Aim: Put the lines of all the records below into a numbered list, skipping any blank lines and leaving the pictures out.

Dataset content:
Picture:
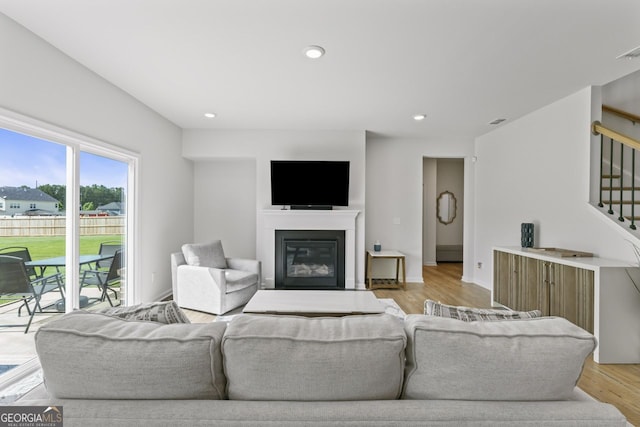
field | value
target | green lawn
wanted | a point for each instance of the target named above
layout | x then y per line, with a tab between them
48	247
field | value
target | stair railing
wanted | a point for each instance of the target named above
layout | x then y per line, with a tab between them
617	138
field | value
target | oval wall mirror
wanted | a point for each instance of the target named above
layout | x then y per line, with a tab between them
446	207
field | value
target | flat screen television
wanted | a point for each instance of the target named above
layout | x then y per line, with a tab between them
309	184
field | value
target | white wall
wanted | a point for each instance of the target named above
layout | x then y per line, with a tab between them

Exercise result:
1. Picture:
2. field | value
3. target | green lawn
4. wanted | a point for each instance of the target named above
5. layout | x then y per line, with a tab between them
6. 48	247
7. field | value
8. target | stair railing
9. wanted | a point for each instance of the target named above
10. layout | x then y per line, with a tab between them
11. 617	138
12. field | value
13. target | oval wall mirror
14. wanted | a point for each instance of the target named above
15. layout | x then y per line, with a tab between them
16. 446	207
17. field | value
18. target | flat screen television
19. wanted | a point for each instance of the target named above
20. layout | x then y per line, with a tab between them
21. 309	184
22. field | value
23. target | white wall
24. wanted | a point for each instance of the target named above
25. layout | x then y per line, with a tab between them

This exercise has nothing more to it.